BRIEF: Recast every one of the records below as a two-column CSV with the headers "label" and "coordinates", one row per record. Put each record's text under "label" and its answer under "coordinates", wrapping each field in double quotes and turning any line breaks into spaces.
### DATA SHOWN ###
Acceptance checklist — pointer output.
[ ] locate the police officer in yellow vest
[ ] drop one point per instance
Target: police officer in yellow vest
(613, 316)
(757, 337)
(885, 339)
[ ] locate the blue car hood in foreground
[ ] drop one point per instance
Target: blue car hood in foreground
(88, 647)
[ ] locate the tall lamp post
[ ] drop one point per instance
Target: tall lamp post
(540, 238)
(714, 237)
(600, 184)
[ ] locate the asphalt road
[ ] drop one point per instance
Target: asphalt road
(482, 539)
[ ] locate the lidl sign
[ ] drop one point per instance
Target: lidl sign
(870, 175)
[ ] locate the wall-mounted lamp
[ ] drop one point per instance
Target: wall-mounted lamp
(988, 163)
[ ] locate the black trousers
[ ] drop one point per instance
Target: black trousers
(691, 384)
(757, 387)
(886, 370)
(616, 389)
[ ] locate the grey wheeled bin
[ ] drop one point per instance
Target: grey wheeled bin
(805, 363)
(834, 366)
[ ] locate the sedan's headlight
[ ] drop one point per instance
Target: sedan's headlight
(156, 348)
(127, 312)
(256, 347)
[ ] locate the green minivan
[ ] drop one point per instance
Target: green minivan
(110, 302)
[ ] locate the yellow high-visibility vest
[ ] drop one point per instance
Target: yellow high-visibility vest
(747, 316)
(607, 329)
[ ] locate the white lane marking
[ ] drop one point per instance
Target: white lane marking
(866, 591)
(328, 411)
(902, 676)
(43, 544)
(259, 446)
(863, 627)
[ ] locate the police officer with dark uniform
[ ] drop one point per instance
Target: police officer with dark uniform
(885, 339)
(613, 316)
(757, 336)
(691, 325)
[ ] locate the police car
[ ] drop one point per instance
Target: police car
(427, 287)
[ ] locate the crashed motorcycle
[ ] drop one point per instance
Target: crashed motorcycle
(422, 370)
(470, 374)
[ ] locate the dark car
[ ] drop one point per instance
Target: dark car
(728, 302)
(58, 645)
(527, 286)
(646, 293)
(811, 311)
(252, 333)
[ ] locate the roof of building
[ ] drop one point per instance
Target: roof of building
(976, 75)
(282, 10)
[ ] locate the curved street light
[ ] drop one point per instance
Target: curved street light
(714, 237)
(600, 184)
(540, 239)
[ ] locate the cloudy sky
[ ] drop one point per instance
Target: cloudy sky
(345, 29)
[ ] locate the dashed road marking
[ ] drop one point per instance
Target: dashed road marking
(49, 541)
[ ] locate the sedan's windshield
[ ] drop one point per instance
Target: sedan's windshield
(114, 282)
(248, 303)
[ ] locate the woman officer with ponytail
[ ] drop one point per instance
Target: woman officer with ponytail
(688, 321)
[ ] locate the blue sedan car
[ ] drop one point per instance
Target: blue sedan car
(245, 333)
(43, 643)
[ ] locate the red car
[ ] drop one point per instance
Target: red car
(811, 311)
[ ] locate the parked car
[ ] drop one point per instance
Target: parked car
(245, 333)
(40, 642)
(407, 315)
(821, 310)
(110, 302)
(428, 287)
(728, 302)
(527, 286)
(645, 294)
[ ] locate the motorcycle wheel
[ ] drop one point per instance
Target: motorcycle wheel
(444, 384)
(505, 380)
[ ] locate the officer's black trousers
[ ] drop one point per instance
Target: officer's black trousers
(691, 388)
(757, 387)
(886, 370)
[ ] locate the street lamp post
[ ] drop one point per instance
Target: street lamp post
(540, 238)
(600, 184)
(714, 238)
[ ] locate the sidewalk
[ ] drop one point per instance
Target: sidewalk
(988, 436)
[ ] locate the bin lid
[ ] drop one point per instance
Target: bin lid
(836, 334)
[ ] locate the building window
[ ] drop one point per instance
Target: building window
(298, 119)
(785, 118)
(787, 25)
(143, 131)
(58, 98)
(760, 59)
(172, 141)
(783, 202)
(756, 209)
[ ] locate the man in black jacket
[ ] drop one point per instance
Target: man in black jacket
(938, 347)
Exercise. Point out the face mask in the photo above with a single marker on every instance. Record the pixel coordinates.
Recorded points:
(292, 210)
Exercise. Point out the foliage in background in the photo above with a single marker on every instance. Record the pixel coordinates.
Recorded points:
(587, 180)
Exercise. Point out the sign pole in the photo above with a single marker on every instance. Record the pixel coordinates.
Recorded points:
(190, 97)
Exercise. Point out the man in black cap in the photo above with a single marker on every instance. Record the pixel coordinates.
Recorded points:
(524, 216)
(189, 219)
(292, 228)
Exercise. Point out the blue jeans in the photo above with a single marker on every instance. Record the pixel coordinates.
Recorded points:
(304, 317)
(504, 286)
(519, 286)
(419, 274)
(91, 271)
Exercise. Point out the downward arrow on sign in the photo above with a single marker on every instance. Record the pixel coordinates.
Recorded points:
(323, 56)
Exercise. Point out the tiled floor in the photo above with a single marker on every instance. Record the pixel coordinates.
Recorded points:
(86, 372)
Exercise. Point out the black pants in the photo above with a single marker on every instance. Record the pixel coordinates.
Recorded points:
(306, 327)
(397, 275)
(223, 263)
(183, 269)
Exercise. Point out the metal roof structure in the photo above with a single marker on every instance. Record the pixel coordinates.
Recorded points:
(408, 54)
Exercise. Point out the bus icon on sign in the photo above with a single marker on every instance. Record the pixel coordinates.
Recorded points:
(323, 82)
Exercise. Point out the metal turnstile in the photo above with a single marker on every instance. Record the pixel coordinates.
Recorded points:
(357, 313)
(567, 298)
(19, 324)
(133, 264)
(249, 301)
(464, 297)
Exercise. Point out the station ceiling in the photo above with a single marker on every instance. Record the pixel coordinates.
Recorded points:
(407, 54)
###
THE OUTPUT:
label,coordinates
"Acceptance checklist — pointer output. [ ] locate the police officer in yellow vest [ ] drop one point per instance Target: police officer in yellow vest","(613, 316) (757, 337) (885, 339)"
"[ ] locate the blue car hood in foreground [ ] drop one point per instance Target: blue car hood in foreground","(88, 647)"
"[ ] locate the tall lamp post [ ] drop one point per instance Target: tall lamp post","(540, 238) (714, 237) (600, 184)"
"[ ] locate the asphalt road [ ] drop one point per instance Target: asphalt road","(482, 539)"
"[ ] locate the lidl sign [ ] drop one point per instance Target: lidl sign","(870, 175)"
"[ ] locate the wall-mounted lamp [ ] drop one point per instance Target: wall-mounted lamp","(988, 163)"
"[ ] locate the black trousers [ ] drop one point per instance Target: black trousers","(691, 384) (757, 387) (886, 370) (616, 389)"
"[ ] locate the grey wheeled bin [ ] drop one point per instance Target: grey wheeled bin","(805, 363) (834, 366)"
"[ ] locate the sedan's headlight [ ] drop one point per instance Target: sedan's headlight","(156, 348) (127, 312) (256, 347)"
"[ ] locate the green minivan [ ] drop one point per instance Target: green minivan","(110, 302)"
"[ ] locate the yellow high-visibility vest [ ] drop one point per instance Target: yellow high-visibility vest","(747, 316) (607, 329)"
"[ ] locate the white lane marking [ ] drop one point per instance Target: white lane marking","(866, 591) (328, 411) (902, 676) (43, 544) (259, 446) (863, 627)"
"[ ] locate the police officer with dark uniform [ ] drop one point per instance Target: police officer with dark uniform","(885, 339) (613, 316) (757, 336) (691, 325)"
"[ ] locate the police car [ ] drop one point per instance Target: police car","(427, 287)"
"[ ] locate the crashed motorcycle [ ] drop one point per instance Target: crashed motorcycle","(422, 370) (470, 374)"
"[ ] locate the dark car [ ] drop one point per instance Target: dark car","(728, 302) (58, 645) (527, 286) (646, 293) (811, 311) (252, 333)"
"[ ] locate the roof of building [ ] drop one point per instance Target: roof of building","(976, 75) (282, 10)"
"[ ] locate the curved street light [ ] drop one point per instance Target: curved street light","(714, 237) (600, 184) (540, 239)"
"[ ] locate the cloudy sky [ ] drop one point per instance Target: cloudy sky","(345, 29)"
"[ ] locate the dashed road marking [ ] drop one point per instance Target: dashed road marking","(49, 541)"
"[ ] locate the sedan's windshield [ ] drop one point per instance Target: sedan's windshield","(114, 282) (248, 303)"
"[ ] locate the woman officer with ponytail [ ] drop one point per instance Target: woman officer with ponytail","(688, 321)"
"[ ] locate the blue sedan car [ ] drop one point per instance Target: blue sedan car","(245, 333) (43, 643)"
"[ ] locate the red car [ ] drop one point per instance Target: red car","(811, 311)"
"[ ] locate the parked car [ ] drop one point per instance Target: parked car","(245, 333) (40, 642) (407, 315) (821, 310) (110, 302) (428, 287) (728, 302) (527, 286) (645, 294)"
"[ ] locate the motorcycle wheel [ ] drop one point per instance Target: motorcycle wheel","(444, 384) (505, 380)"
"[ ] locate the officer's black trousers [ ] drop one point per instance Target: officer's black trousers","(691, 388) (757, 387) (886, 370)"
"[ ] locate the street lamp post [ ] drop one point per instance Target: street lamp post","(540, 238) (600, 184) (714, 238)"
"[ ] locate the sidewalk [ ] drop one point per instance Target: sidewalk","(988, 436)"
"[ ] locate the bin lid [ ] drop one point per instance Target: bin lid","(836, 334)"
"[ ] locate the building window [ ] drop one point per instance Target: building window","(298, 119) (785, 118) (787, 25) (143, 131) (58, 98) (760, 59) (172, 141) (783, 202) (756, 209)"
"[ ] locate the man in black jacket [ ] drop one point per instance Target: man in black jacket","(938, 347)"
"Exercise. Point out the face mask in the photo above with a single marker on every instance. Record the pixel coordinates. Recorded points:","(292, 210)"
"Exercise. Point out the foliage in background in the photo above with a single marker on every instance. Record the pixel coordinates. Recorded points:","(587, 180)"
"Exercise. Point out the sign pole in the photo above with a single marker on every instance. Record the pixel coordinates. Recorded points:","(190, 97)"
"Exercise. Point out the man in black cap in the photo above with a single marker on every instance. Record the pixel coordinates. Recorded points:","(524, 216) (189, 219) (292, 228)"
"Exercise. Point out the blue jeans in the photo above with a single marker on every instance. Record the pixel coordinates. Recorded points:","(304, 317) (504, 286) (519, 286) (419, 274) (91, 271)"
"Exercise. Point out the downward arrow on sign in the photo above with a single marker on every instance. Record the pixel coordinates. Recorded points:","(323, 56)"
"Exercise. Point out the tiled floor in the photo above with a single marker on every instance. Record the pixel coordinates. Recorded points:","(86, 372)"
"Exercise. Point out the black pants in the photo above with a single marker on every instance. Record the pixel coordinates. Recorded points:","(306, 327) (397, 275) (223, 263) (183, 269)"
"Exercise. Point out the metal roof structure in the photo above with a single marker on every instance. Record the pixel coordinates. Recorded points:","(408, 54)"
"Exercise. Point out the bus icon on sign in the photo above with a single marker on every instance. Record the pixel coordinates. Recorded points:","(323, 82)"
"Exercise. Point out the metal turnstile in the photo above with a single marker on every instance. Record the pixel coordinates. Recorded points:","(357, 313) (567, 298) (19, 324) (133, 264) (249, 301) (464, 297)"
"Exercise. Point out the station ceiling in the photo above with a single marker on every instance. Record the pixel coordinates. Recorded points:","(407, 54)"